* **OBJECTIVE 1**:
Translate this sentence from the ground-plane relief post into Spanish: "We could then compare the return loss for the two PCBs."
* **OBJECTIVE 2**:
Answer these questions from the ground-plane relief post:
(a) Up to what frequency is the impedance mismatch to be tested?
(b) What footprint size is given for the AC coupling capacitor?
(c) How much ground would be removed beneath the cap before remeasuring?
* **OBJECTIVE 3**:
Continue the ground-plane relief post from its last sentence.

Testing the effects of releaving ground plane beneth a component

[joeqsmith]

This experiment is just for the fun of it.  For some background, see the following thread:
https://www.eevblog.com/forum/rf-microwave/can-a-siggensadirectional-coupler-be-used-as-a-poor-mans-scalar-analyzer/msg3605548/#msg3605548

A few takeaway points from this thread are:

I'd like to test the level of impedance mismatch caused by component footprints on PCB microstrip layouts, up to 3 GHz.

... I already did some simulations and the results even looked real ....

... motivation is to get a reality check - can I trust my simulation setup?

A 0603 AC coupling capacitor footprint between a 50-ohm microstrip, far-end terminated by a 50-ohm coax load, One has solid ground plane and another has cut out.

My intent:

I had made up a test board using some ATC (prior to the AVX debacle) 100B RF jelly been parts.  Three caps were mounted to a test board configured as a shunt thru, series and shunt.  I could mount a fourth capacitor to the same type PCB, series configuration, using the same connectors.  We could then compare the return loss for the two PCBs.  It's not much of a test but may give you some confidence in the variance.   I could then remove  2mm sq from the ground beneath the cap and remeasure it.    I could provide you with details about the build that you could then attempt to simulate and see how the results compare.

Stored entries

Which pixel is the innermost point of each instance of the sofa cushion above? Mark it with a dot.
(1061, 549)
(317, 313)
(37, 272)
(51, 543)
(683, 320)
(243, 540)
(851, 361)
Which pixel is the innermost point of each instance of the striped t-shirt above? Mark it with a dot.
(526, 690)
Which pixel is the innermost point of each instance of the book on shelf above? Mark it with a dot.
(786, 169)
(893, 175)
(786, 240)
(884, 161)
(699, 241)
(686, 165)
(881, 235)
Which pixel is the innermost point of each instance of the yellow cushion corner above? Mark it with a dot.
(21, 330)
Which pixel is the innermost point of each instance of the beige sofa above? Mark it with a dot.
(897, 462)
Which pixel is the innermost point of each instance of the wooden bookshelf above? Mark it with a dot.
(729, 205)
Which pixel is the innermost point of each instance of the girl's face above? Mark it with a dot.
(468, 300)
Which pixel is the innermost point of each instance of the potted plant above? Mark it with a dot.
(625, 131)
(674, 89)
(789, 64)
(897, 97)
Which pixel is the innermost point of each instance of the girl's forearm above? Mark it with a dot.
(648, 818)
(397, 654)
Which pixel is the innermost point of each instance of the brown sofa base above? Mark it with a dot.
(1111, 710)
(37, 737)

--

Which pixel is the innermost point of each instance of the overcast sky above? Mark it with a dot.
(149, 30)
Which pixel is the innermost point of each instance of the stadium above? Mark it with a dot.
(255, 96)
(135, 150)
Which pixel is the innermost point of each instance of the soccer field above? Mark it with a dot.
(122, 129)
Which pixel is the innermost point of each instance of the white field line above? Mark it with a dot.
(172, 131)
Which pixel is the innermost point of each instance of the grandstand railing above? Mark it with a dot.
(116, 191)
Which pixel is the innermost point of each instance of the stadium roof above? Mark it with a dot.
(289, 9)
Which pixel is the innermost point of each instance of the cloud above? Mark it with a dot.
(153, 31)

* **RESPONSE 1**:
Entonces podríamos comparar la pérdida de retorno de las dos PCB.

* **RESPONSE 2**:
(a) Up to 3 GHz.
(b) 0603.
(c) 2mm sq.

* **RESPONSE 3**:
I would also like to use both the original NanoVNA and along with the V2Plus4 to collect this data.   The OP wasn't forthcoming with details about their particular simulation but if anyone has access to ADS, HyperLynx or other simulators and want's to donate some time, that would be very helpful.  My plan would be to provide enough detail to allow you to create a model of the hardware (assuming I am able to detect any changes).  Again, the goal is to see if the simulation give even a rough result of the actual hardware.     

To give this test any sort of meaningful result, if that were at all possible, the first thing I plan to do is make a new set up standards and characterize them against a known set rather than using the ideal model.     

Any feedback on this experiment is certainly welcome.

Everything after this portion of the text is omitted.